Tekst do przeczytania →
Mówi: | Ewelina Fastyn |
Funkcja: | dyrektor zarządzający |
Firma: | Finmarket |
Po kredyt częściej do banku. Za szybkość udzielania pożyczek klienci cenią jednak firmy pożyczkowe
Niska rata, brak prowizji oraz jak najmniej formalności – to kluczowe kryteria dla osób zapożyczających się. Ci, którzy wybierają firmy pozabankowe, wskazują na szybkość udzielenia pożyczki i jej łatwą dostępność. Banki są wybierane częściej przez tych, którzy szukają kredytu z niską ratą i rozłożonego na wiele lat. Klienci firm pożyczkowych nie zwracają szczególnej uwagi na koszty zadłużenia.
– Z badania przeprowadzonego wraz z instytutem ARC Rynek i Opinia wynika, że Polacy zaciągają kredyty lub pożyczki wtedy, gdy są do tego zmuszeni. Jeżeli już zaciągają kredyty, to chętniej wybierają bank – mówi agencji informacyjnej Newseria Biznes Ewelina Fastyn, dyrektor zarządzający portalu Finmarket.pl, gromadzącego oferty z branży telekomunikacyjnej, turystycznej, finansowej i ubezpieczeniowej i dającego możliwość ich porównywania.
Fastyn podkreśla jednak, że jeżeli sytuacja jest nagła i klienci mają pilną potrzebę zaciągnięcia pożyczki, wybierają firmę pozabankową, a gdy chcą związać się ratami na dłuższy okres – bank.
Banki były zdecydowanie częściej wybierane przy zakupie sprzętu AGD i RTV oraz samochodu lub motocyklu. Z kolei po ofertę firmy pożyczkowej częściej sięgano przy wydatkach zdrowotnych czy realizacji swoich pasji.

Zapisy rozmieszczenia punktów

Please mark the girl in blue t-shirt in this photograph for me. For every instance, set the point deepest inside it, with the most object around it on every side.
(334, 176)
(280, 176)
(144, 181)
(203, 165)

Polecenie 1 → Z jakim instytutem przeprowadzono badanie, o którym mowa w tekście o pożyczkach?
Polecenie 2 → Wypisz wszystkie branże, z których oferty gromadzi portal Finmarket.pl według tekstu o pożyczkach.
Polecenie 3 → Wyjaśnij na podstawie tekstu o pożyczkach, dlaczego część klientów wybiera firmy pozabankowe zamiast banku.

Wynik końcowy 1 → Z instytutem ARC Rynek i Opinia.

Wynik końcowy 2 → Telekomunikacyjna, turystyczna, finansowa i ubezpieczeniowa.

Wynik końcowy 3 → Klienci firm pozabankowych cenią szybkość udzielenia pożyczki i jej łatwą dostępność. Wybierają takie firmy zwłaszcza wtedy, gdy sytuacja jest nagła i mają pilną potrzebę zaciągnięcia pożyczki.